## WORK TASK
When responding, copy every record below exactly as it appears.

## ENTRIES SUPPLIED
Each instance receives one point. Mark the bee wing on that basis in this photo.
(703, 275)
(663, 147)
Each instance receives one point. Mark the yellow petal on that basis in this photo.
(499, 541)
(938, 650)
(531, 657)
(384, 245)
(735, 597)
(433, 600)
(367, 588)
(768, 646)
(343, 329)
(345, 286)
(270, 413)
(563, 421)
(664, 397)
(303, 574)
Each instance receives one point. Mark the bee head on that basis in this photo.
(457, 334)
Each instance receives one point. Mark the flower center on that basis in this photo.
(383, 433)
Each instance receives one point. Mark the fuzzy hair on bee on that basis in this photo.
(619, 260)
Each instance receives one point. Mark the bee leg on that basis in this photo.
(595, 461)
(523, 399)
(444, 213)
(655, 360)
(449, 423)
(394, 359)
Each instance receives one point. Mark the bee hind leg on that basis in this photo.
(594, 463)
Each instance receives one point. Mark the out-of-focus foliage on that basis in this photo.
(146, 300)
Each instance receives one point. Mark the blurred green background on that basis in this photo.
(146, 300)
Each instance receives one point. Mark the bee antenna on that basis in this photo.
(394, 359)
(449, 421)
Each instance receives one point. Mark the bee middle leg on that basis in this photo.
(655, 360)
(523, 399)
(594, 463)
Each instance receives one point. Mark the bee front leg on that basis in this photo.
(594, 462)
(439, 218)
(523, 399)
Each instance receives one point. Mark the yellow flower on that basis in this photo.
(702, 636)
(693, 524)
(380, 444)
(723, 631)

## RESULT OF THE EXERCISE
Each instance receives one point. Mark the bee wing on that basis in this photo.
(703, 275)
(663, 147)
Each instance receives one point. Mark the yellow petal on that basis in this photo.
(499, 541)
(938, 650)
(531, 657)
(384, 245)
(735, 597)
(433, 600)
(367, 588)
(768, 646)
(343, 329)
(345, 286)
(270, 413)
(563, 421)
(664, 397)
(303, 574)
Each instance receives one point. Mark the bee head on that basis in this photo.
(457, 334)
Each instance receives one point. Mark the flower center on that basis in this photo.
(383, 433)
Each instance receives one point. Mark the fuzzy hair on bee on that basis in this photo.
(619, 260)
Each instance receives one point. Mark the bee leg on that basis in this photo.
(595, 461)
(523, 399)
(444, 213)
(655, 360)
(449, 423)
(394, 359)
Each instance receives one point. Mark the bee hind leg on that basis in this photo.
(594, 463)
Each instance receives one point. Mark the out-of-focus foliage on that basis in this photo.
(146, 300)
Each instance receives one point. Mark the blurred green background on that basis in this photo.
(146, 300)
Each instance receives one point. Mark the bee antenna on that basis in this photo.
(394, 359)
(449, 421)
Each instance receives one point. Mark the bee middle leg on that basis in this photo.
(655, 360)
(523, 399)
(594, 463)
Each instance receives one point. Mark the bee front leg on that basis in this photo.
(594, 462)
(439, 218)
(523, 399)
Each instance receives one point. Mark the yellow flower on that basis in this photo.
(702, 636)
(693, 524)
(380, 444)
(723, 631)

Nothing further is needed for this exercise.